Point annotation records:
○ ○ ○
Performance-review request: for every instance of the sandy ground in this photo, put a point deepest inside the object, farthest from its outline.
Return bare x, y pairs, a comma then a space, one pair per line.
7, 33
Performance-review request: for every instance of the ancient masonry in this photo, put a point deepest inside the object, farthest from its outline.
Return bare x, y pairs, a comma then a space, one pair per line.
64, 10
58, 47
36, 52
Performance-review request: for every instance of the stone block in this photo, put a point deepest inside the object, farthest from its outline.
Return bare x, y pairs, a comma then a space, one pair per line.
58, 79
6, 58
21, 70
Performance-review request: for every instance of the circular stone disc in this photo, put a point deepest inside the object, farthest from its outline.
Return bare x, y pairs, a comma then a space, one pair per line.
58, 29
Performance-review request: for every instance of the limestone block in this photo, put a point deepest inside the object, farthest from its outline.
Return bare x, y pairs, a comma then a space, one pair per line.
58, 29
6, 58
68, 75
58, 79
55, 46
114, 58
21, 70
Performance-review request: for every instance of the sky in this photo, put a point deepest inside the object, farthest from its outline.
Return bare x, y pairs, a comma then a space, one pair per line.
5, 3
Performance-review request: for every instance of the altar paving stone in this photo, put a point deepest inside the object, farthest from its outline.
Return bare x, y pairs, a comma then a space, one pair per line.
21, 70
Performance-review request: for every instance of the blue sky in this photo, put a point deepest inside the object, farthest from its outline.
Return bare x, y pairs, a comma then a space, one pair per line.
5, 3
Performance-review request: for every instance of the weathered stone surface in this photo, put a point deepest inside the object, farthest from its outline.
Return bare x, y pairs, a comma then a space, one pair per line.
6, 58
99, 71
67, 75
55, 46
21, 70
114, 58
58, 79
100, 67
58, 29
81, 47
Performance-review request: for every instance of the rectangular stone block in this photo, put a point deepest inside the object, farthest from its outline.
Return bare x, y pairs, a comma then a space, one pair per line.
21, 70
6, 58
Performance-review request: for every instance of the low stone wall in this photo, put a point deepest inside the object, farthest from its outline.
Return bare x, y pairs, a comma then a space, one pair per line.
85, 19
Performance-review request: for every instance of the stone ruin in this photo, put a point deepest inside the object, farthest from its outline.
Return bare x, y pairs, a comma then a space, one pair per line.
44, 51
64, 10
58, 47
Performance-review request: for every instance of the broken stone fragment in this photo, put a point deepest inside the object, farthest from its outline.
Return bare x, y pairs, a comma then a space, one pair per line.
○ ○ ○
Reproduce all of the material above line for line, without changing a single character.

Performance-review request: for every instance of the sandy ground in this photo, put a point deepest inside the object, farthest from its outline.
Return bare x, y pairs, a comma then a space, one pair per line.
7, 33
Performance-review request: for every instance of the ancient masonry in this photo, put a point deepest inside the object, farthest from its outline.
Return bare x, y pairs, a comma then a space, one pair per line.
64, 10
58, 47
36, 52
Performance-review request: for every instance of the stone block in this photo, put a point deepest inside the object, farthest from its outline.
Return bare x, y pairs, a comma then a space, one pair per line.
58, 79
6, 58
21, 70
Performance-review request: for every instance of the circular stone disc in this photo, put a point deepest inside the object, farthest from its outline.
Return bare x, y pairs, a comma then a space, one pair per line.
58, 29
Performance-review request: for every instance of the limestone block in this photo, put a point deepest inside the object, farthest from its outline.
Return bare x, y pairs, a comma then a space, one pair per line.
58, 29
6, 58
68, 75
58, 79
55, 46
114, 58
21, 70
Performance-review request: for every instance of the sky in this photo, put a point deepest inside the object, farthest from its outline.
Return bare x, y pairs, a comma then a space, one pair per line.
5, 3
Performance-review request: for every instance of the altar paving stone in this photo, put a point deepest inside the object, farthest from its outline.
Return bare x, y pairs, a comma then a space, one pair per line.
21, 70
Performance-review request: for every instance of the blue sky in this photo, put a point deepest inside the object, farthest from its outline.
Return bare x, y pairs, a comma then a space, one pair per line.
5, 3
Performance-review request: for every instance of the weathered stone surface in this photo, put a point deepest inside the object, farthest from its outline.
Return bare x, y pairs, a comma then a space, one pair per line.
6, 58
99, 71
67, 75
55, 46
21, 70
114, 58
58, 79
100, 67
58, 29
81, 47
Performance-review request: for every instance of the rectangular stone block in this photo, put a point deepest inside the object, farthest from its outline.
Return bare x, y pairs, a comma then a space, one pair per line.
21, 70
6, 58
Performance-review request: for every instance of the low stone wall in this photo, put a point deepest inside the object, farthest from its outline.
Return bare x, y pairs, a comma then a space, one pair per line.
85, 19
Performance-review request: for every instance of the stone ruin in this photo, put a point deepest inside the object, farthest from its outline.
Return bare x, y pairs, a comma then a space, one pair per line.
44, 51
64, 10
58, 47
Performance-review request: for every instance of the broken stone fragment in this photo, put a point deepest inside the object, farthest from its outline.
Return bare x, y pairs, a comma then a space, one pair per line.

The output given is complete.